### TASK TO COMPLETE
From the case summary below, reproduce word for word the passage starting at "Vargas was convicted" and ending at "automatic appeal followed.".
--- DOCUMENT EXCERPT ---
Police also lifted a palm print from the trunk of a Nissan Sentra parked near where Muro was shot, which was later matched to Vargas. The wallet belonging to Muro was found in some bushes near the location where Vargas had returned to the car with Amor, Espinoza, Miller, and Eloy Gonzalez therein. Vargas was also identified, along with Miller and Eloy Gonzalez, in lineups by victims of robberies that the three were tied to that occurred on March 30, 1999.

Vargas was convicted of one count of first degree murder, six counts of robbery, one count of attempted robbery, one count of possessing a firearm while on probation, and two counts of active participation in a criminal street gang (Penal Code section 186.22(a), defined at the time of the offense as “street terrorism”). The jury also found true a robbery-murder special-circumstance allegation. The jury also found true allegations that Vargas personally discharged a firearm causing death during the robbery murder (Section 12022.53(d)), and that the crimes were committed with the intent to promote a criminal street gang (Sections 186.22(b), 12022.53(b), (e)(1)). After a penalty trial, the jury returned a verdict of death, and the trial court sentenced Vargas to death. An automatic appeal followed.

Held: On appeal, Vargas claimed, among other things, that the evidence was insufficient to support his convictions of active participation in a criminal street gang, suggesting that he was simply, associated with gang members, rather than an active participant.

Penal Code section 186.22(a) states in relevant part: “Any person who actively participates in any criminal street gang with knowledge that its members engage in, or have engaged in, a pattern of criminal gang activity, and who willfully promotes, furthers, or assists in any felonious criminal conduct by members of that gang, shall be punished.” Section 186.22(b)(1), the so-called “gang enhancement,” is applicable to “‘any person’ convicted of a number of enumerated felonies, including murder” and being a felon in possession of a firearm, provided certain conditions are present. (People v. Rivera (2019) 7 Cal.5th 306, 331; Section 186.22(b)(1).) The crime must be “(1) ‘committed for the benefit of, at the direction of, or in association with any criminal street gang,’ and (2) ‘with the specific intent to promote, further, or assist in any criminal conduct by gang members.’” (Rivera, at p. 331; Section 186.22(b)(1).) If a gang-related crime is committed for the particular purpose of helping members of the gang, the enhancement is applicable, although “‘[n]ot every crime committed by gang members is related to a gang.’” (Rivera, at p. 331.)

The Supreme Court of California noted that at trial, Tustin Police Officer Jeff Blair, “Tustin’s first and only gang investigator” at the time, had presented expert testimony that Miller, Eloy Gonzalez, and Vargas were all members of the Southside gang, a criminal street gang. Officer Blair worked on over 500 gang cases and had had contact with over 1,000 gang members. Officer Blair was familiar with a number of gang tattoos, and had noted that these were seen less frequently than in previous years because they might signify gang membership if viewed by a jury. Officer Blair had testified that a tattoo depicting three dots meaning “my crazy life” was typical of gang membership. Vargas had a tattoo of three dots on his hand.

The officer testified that criminal street gangs habitually maintained rosters regarding membership, and a name would not be listed on a roster if the individual was not a member of a gang. Officer Blair testified that an image of a gang roster found at Miller’s home listed Miller, Eloy Gonzalez, and Vargas as members of the Southside gang. (Id.)
--- INFORMATION PROVIDED ---
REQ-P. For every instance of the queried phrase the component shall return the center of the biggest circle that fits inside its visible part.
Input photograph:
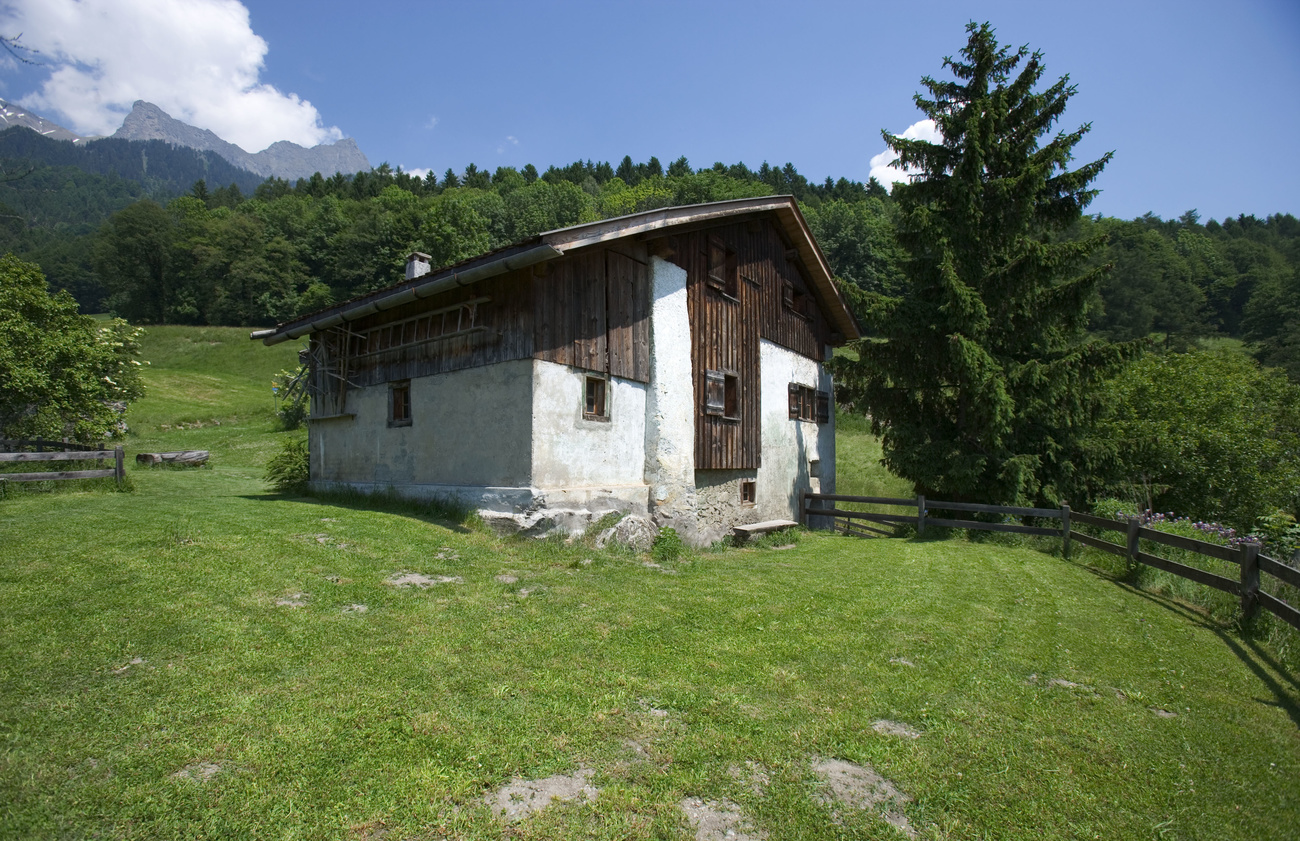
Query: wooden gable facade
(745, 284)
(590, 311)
---
--- INFORMATION PROVIDED ---
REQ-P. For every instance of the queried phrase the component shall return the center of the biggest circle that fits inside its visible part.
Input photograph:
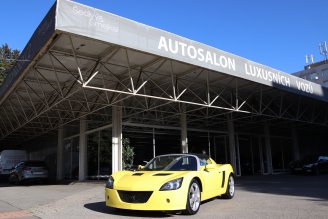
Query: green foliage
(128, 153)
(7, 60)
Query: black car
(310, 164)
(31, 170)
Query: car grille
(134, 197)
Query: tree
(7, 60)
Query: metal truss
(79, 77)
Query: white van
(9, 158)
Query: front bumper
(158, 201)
---
### WORKED SOLUTION
Vargas was convicted of one count of first degree murder, six counts of robbery, one count of attempted robbery, one count of possessing a firearm while on probation, and two counts of active participation in a criminal street gang (Penal Code section 186.22(a), defined at the time of the offense as “street terrorism”). The jury also found true a robbery-murder special-circumstance allegation. The jury also found true allegations that Vargas personally discharged a firearm causing death during the robbery murder (Section 12022.53(d)), and that the crimes were committed with the intent to promote a criminal street gang (Sections 186.22(b), 12022.53(b), (e)(1)). After a penalty trial, the jury returned a verdict of death, and the trial court sentenced Vargas to death. An automatic appeal followed.